Instruções das tarefas:
a) Responda com base no texto sobre advocacia pro bono:
(i) Por quantas gestões Luiz Flávio Borges D’Urso foi Presidente da OAB/SP?
(ii) A quem cabe garantir assistência jurídica gratuita a quem não pode contratar um advogado particularmente?
(iii) Além do crescimento profissional, de que outra forma o texto diz que a conduta de atender gratuitamente faz o advogado crescer?
b) Transcreva o texto sobre advocacia pro bono entre "Muito diferente dessa" e "como ser humano.", inclusive, substituindo "caridade" por "generosidade".

Trecho do texto:

09/10/2013

BrasilADVOCACIA PRO BONO PRECISA DE REGRAS NACIONAIS

LUIZ FLÁVIO BORGES D’URSO,
é advogado criminalista, Mestre a Doutor em Direito Penal pela USP, Conselheiro Federal da OAB e foi Presidente da OAB/SP por três gestões

A advocacia é uma atividade que enobrece o profissional que a exerce, pois sua dimensão ultrapassa os limites da defesa dos interesses privados que patrocina e alcança, costumeiramente, um interesse público, um interesse da sociedade, que pode ser traduzido como um interesse da cidadania.

A própria lei é que dá essa atribuição à advocacia, que presta um serviço público e desempenha função social, e à Ordem dos Advogados do Brasil (OAB), entidade que inclusive tem como dever legal, além de defender a advocacia, organizar e disciplinar a profissão, devendo também fazer a defesa do estado democrático de direito, dos direitos humanos, da rápida aplicação da justiça, enfim, da cidadania.

Em tese, ninguém deve ser privado de assistência jurídica, cabendo ao Estado garantir aos que não podem contratar um advogado particularmente, o fornecimento dessa assistência gratuitamente. É por causa disso que combatemos as leis que autorizam o cidadão litigar em juízo sem a presença de advogado, pois quando isso ocorre, na verdade desobriga o Estado de fornecer-lhe um profissional para assisti-lo, deixando-o ao desamparo.

Muito diferente dessa obrigação do Estado de prestar assistência jurídica aos necessitados, é a situação na qual o advogado, espontaneamente, sem qualquer remuneração ou contrapartida, advoga, esporadicamente, para alguém que ele decida ajudar, especialmente os carentes.

Essa verdadeira caridade que o advogado, pessoa física, realiza, nunca foi proibida pela OAB, nem poderia ser objeto de restrição ou regramento, pois reside no âmbito interno, pessoal, de cada profissional que atende gratuitamente quem quer que seja. Essa conduta deve ser estimulada pois além de propiciar crescimento profissional ao advogado, certamente o faz crescer também como ser humano.

Dados:

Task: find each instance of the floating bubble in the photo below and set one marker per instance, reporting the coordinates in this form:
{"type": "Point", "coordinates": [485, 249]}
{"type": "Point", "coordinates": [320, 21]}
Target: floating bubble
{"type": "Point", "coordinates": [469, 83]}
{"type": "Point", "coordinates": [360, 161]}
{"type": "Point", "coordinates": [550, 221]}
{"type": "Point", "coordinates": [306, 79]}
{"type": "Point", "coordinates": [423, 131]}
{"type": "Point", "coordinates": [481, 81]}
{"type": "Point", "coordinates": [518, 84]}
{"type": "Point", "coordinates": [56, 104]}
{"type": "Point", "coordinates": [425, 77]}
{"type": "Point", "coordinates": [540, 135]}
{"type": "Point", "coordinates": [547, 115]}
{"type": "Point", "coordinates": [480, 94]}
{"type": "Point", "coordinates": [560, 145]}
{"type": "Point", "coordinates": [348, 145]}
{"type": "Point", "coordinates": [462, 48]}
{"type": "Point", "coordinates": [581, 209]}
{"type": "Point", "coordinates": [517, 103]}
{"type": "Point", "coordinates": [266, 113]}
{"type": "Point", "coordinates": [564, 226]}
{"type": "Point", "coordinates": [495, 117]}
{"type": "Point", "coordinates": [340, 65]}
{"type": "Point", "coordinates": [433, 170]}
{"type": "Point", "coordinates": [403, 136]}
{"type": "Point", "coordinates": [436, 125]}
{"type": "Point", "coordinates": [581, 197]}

Respostas escritas:
a)
(i) Por três gestões.
(ii) Ao Estado.
(iii) Como ser humano.

b)
Muito diferente dessa obrigação do Estado de prestar assistência jurídica aos necessitados, é a situação na qual o advogado, espontaneamente, sem qualquer remuneração ou contrapartida, advoga, esporadicamente, para alguém que ele decida ajudar, especialmente os carentes.

Essa verdadeira generosidade que o advogado, pessoa física, realiza, nunca foi proibida pela OAB, nem poderia ser objeto de restrição ou regramento, pois reside no âmbito interno, pessoal, de cada profissional que atende gratuitamente quem quer que seja. Essa conduta deve ser estimulada pois além de propiciar crescimento profissional ao advogado, certamente o faz crescer também como ser humano.